• **AIM**
Write out the records again, starting with the line with "In the UI screenshot above, locate the calm" and going on through the line with "xmin=376 ymin=317 xmax=416 ymax=352", requests included. Multiply every bounding-box coordinate in the answers by 2.6 and round each result to a whole number, halves up, then give only these lines and leave the pictures out.

• **RECORDS FOR THE TASK**
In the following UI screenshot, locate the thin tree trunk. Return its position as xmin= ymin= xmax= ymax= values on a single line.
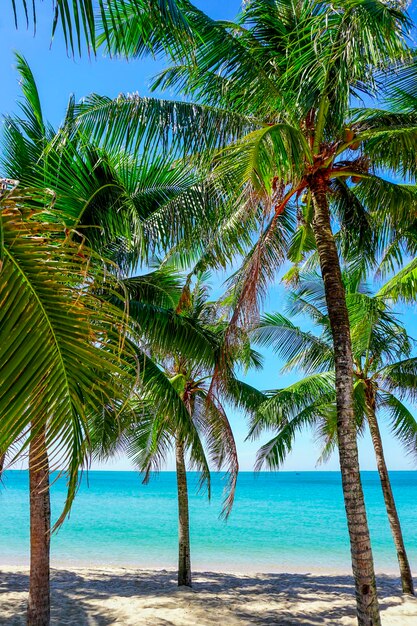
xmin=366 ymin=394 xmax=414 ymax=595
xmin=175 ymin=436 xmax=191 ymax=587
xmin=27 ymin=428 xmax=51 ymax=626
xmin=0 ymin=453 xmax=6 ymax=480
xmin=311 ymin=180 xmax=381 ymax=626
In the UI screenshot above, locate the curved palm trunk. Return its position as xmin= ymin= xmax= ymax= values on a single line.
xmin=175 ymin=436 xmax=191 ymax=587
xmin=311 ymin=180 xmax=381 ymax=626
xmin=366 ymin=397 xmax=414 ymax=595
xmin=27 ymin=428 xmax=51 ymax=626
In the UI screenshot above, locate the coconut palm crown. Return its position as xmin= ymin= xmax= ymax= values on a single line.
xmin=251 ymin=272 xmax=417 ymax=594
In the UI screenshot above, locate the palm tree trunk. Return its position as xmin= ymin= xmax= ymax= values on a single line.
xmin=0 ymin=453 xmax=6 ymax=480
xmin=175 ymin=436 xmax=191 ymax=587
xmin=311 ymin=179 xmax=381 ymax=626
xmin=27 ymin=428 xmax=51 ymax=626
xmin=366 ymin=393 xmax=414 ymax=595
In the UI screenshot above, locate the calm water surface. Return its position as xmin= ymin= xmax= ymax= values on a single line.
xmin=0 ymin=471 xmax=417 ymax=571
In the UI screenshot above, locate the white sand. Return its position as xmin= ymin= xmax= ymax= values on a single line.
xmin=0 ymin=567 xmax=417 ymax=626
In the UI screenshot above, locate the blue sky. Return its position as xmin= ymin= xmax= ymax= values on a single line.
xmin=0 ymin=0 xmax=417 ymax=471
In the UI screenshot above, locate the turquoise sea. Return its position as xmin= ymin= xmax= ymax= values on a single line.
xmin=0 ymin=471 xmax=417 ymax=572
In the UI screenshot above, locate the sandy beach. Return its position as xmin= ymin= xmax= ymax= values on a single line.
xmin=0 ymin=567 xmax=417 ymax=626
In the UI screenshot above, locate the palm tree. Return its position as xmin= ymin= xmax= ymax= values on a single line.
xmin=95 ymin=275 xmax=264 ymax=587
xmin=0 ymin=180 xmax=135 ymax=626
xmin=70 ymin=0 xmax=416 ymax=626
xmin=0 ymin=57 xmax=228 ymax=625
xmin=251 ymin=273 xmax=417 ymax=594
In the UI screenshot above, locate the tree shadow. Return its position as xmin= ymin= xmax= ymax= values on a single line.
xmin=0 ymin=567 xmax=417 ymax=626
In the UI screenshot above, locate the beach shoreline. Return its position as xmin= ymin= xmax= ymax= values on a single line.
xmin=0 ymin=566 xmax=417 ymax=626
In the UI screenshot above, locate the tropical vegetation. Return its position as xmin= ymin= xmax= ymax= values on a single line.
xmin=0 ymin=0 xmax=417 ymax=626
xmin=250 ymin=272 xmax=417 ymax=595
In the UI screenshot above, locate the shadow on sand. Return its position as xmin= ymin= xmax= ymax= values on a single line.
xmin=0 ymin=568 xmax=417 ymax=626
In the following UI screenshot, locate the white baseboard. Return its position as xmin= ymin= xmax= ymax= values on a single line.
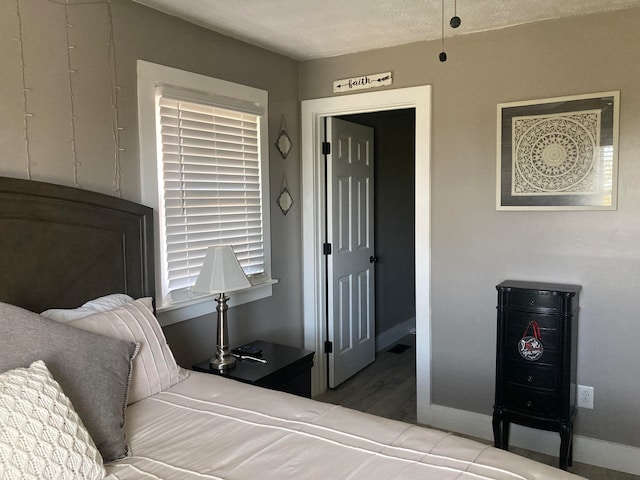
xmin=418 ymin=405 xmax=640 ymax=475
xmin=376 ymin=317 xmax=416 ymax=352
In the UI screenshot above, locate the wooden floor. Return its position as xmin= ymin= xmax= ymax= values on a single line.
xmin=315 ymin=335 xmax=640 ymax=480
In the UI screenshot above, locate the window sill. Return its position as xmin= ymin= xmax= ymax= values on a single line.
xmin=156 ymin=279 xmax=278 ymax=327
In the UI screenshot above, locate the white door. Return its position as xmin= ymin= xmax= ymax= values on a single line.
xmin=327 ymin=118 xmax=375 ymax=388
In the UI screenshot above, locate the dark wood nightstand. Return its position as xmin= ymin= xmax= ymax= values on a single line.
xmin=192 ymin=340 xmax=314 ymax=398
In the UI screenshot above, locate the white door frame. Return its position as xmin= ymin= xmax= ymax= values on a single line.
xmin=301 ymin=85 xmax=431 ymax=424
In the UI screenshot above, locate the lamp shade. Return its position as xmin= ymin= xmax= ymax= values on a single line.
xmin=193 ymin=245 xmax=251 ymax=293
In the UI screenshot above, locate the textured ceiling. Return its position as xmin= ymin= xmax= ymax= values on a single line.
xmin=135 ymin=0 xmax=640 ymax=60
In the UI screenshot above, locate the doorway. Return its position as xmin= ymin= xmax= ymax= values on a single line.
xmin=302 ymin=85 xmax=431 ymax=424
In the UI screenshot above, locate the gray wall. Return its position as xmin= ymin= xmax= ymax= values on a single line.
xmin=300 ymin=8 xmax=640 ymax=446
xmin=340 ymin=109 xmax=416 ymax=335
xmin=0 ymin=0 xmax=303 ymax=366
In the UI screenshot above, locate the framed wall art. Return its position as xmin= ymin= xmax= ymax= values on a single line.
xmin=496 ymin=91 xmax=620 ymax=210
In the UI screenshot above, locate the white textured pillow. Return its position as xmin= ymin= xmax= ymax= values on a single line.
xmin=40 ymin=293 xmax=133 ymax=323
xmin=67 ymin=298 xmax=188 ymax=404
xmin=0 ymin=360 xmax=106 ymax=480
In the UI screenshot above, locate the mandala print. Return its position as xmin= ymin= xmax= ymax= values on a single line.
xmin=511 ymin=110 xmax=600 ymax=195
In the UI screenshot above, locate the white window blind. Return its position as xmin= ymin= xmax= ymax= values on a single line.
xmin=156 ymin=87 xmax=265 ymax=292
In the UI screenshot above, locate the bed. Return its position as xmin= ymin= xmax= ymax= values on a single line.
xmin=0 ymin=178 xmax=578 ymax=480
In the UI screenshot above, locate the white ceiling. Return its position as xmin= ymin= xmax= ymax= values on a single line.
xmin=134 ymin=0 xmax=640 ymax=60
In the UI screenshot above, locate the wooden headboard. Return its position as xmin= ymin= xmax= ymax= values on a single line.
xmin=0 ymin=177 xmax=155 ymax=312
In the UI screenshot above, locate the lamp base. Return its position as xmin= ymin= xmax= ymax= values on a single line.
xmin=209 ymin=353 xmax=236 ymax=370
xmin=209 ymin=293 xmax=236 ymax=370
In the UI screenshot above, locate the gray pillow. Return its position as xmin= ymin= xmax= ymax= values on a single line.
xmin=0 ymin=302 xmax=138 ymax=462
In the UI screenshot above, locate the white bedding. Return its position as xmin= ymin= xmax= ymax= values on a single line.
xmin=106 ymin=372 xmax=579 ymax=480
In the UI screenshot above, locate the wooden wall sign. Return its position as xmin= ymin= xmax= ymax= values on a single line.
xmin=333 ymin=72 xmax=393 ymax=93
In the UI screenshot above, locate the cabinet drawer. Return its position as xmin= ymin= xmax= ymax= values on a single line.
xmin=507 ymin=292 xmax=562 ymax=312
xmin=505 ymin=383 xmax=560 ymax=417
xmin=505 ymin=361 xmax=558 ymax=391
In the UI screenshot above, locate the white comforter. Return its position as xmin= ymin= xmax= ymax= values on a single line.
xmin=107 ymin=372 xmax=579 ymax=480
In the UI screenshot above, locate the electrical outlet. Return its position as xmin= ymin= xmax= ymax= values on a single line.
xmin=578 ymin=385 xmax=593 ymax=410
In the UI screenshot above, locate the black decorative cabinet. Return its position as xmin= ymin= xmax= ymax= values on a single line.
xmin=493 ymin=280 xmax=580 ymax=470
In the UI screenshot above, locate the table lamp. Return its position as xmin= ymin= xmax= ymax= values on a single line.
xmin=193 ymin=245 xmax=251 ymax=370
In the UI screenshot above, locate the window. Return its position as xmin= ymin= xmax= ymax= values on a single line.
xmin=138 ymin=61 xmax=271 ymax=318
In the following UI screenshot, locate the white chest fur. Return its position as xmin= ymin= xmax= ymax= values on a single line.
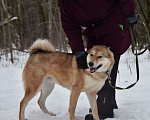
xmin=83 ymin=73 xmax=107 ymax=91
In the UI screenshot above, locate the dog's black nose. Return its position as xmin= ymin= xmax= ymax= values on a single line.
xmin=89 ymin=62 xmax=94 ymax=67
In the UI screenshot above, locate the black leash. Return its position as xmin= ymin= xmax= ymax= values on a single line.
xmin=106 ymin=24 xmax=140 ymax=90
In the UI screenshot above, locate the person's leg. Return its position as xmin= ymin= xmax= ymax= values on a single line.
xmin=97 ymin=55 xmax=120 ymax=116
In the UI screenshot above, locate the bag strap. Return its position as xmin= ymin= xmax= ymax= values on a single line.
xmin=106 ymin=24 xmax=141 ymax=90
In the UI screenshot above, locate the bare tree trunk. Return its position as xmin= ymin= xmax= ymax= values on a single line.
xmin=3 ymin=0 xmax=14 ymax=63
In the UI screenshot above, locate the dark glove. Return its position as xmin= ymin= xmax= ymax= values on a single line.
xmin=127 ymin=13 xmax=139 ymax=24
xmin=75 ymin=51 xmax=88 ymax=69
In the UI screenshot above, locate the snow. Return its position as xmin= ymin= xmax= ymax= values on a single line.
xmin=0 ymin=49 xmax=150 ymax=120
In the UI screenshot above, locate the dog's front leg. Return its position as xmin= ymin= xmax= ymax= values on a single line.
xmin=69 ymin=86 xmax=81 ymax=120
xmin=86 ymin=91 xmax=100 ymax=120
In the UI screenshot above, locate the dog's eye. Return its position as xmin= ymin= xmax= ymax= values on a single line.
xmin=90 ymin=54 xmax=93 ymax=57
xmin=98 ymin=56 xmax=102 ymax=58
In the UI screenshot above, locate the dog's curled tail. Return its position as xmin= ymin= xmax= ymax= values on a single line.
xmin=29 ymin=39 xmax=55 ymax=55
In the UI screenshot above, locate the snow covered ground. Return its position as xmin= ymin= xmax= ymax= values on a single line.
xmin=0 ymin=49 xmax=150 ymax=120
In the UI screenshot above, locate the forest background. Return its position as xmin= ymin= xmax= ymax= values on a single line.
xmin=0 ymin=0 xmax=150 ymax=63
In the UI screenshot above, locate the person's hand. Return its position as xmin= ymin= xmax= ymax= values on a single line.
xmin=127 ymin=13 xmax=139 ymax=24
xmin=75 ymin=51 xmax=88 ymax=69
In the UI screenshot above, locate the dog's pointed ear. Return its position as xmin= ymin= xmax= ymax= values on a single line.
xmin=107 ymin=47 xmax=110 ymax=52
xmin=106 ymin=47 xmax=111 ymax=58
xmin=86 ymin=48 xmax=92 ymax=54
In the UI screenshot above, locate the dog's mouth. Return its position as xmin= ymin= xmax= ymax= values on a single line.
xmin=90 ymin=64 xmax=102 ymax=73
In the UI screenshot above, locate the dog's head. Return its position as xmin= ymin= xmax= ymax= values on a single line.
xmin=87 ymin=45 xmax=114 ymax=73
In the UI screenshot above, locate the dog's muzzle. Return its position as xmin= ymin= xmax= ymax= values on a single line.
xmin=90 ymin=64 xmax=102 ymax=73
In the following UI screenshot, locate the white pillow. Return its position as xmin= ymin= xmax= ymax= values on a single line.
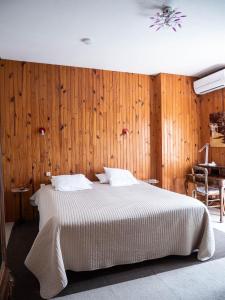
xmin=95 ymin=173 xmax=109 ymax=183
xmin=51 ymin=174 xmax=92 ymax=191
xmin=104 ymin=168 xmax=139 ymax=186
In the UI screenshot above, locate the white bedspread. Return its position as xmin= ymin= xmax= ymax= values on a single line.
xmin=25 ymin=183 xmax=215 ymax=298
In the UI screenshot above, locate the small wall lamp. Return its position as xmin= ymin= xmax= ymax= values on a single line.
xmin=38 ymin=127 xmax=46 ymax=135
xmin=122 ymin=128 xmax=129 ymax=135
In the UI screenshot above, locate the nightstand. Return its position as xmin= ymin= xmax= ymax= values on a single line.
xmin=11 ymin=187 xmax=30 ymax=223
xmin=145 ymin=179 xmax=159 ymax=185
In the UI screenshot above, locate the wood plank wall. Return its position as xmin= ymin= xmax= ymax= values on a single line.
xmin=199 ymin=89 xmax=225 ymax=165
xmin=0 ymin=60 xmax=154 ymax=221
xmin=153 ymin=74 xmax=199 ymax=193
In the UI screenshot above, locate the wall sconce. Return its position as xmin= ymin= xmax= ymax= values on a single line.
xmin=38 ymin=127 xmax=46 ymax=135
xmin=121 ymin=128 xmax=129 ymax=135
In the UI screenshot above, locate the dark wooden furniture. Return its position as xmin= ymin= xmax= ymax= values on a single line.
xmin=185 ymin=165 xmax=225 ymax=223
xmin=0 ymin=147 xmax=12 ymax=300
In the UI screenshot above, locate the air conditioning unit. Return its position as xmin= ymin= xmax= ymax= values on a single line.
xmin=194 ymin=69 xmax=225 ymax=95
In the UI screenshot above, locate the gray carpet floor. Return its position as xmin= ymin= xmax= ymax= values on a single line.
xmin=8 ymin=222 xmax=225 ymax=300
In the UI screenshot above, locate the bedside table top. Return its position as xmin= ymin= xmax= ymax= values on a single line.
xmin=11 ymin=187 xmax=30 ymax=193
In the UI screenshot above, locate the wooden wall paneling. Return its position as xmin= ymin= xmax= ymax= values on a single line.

• **COMPLETE RESPONSE**
In the UI screenshot above, locate the calm water surface. Return its position as xmin= ymin= xmax= ymax= values on a single line.
xmin=0 ymin=1225 xmax=1084 ymax=1485
In the UI screenshot above, locate the white sand. Return its position as xmin= ymin= xmax= ymax= values on a single line.
xmin=0 ymin=1474 xmax=1084 ymax=1628
In the UI screenshot above, locate the blue sky. Return its position as xmin= ymin= xmax= ymax= values on a single line.
xmin=0 ymin=0 xmax=1084 ymax=1225
In the UI screenshot above, locate the turquoise sea. Return its position as xmin= ymin= xmax= ymax= values on a single line.
xmin=0 ymin=1225 xmax=1084 ymax=1487
In the UI screenshot above, locate the sandy beach. Return its position as xmin= ymin= xmax= ymax= values on a single line.
xmin=0 ymin=1474 xmax=1084 ymax=1628
In the UI screenshot above, locate the palm tree. Return its position as xmin= ymin= xmax= ymax= values on a single line.
xmin=247 ymin=715 xmax=686 ymax=1526
xmin=0 ymin=468 xmax=351 ymax=1628
xmin=182 ymin=0 xmax=1082 ymax=1628
xmin=0 ymin=148 xmax=593 ymax=1625
xmin=653 ymin=710 xmax=1084 ymax=1544
In the UI screenshot above, locate the tree shadow. Return its position as xmin= ymin= xmax= ymax= values on a single line.
xmin=0 ymin=1474 xmax=1084 ymax=1628
In the UI screenshot above, locate the beach shoreline. Return its position as xmin= ymin= xmax= ymax= values on a single line.
xmin=0 ymin=1472 xmax=1084 ymax=1628
In the UI screenshot above, locate the tropical vegetation. Return its position as xmin= ymin= xmax= ymax= values on a single line.
xmin=0 ymin=0 xmax=1084 ymax=1628
xmin=650 ymin=707 xmax=1084 ymax=1547
In the UI screenshot above, locate the shadow on sand. Return its position as xmin= ymin= xmax= ymax= values on a single line.
xmin=0 ymin=1477 xmax=1084 ymax=1628
In the following UI screenshot, locate the white baseboard. Return its position as xmin= ymin= xmax= ymax= values on a single line.
xmin=1087 ymin=1053 xmax=1664 ymax=1235
xmin=978 ymin=824 xmax=1082 ymax=915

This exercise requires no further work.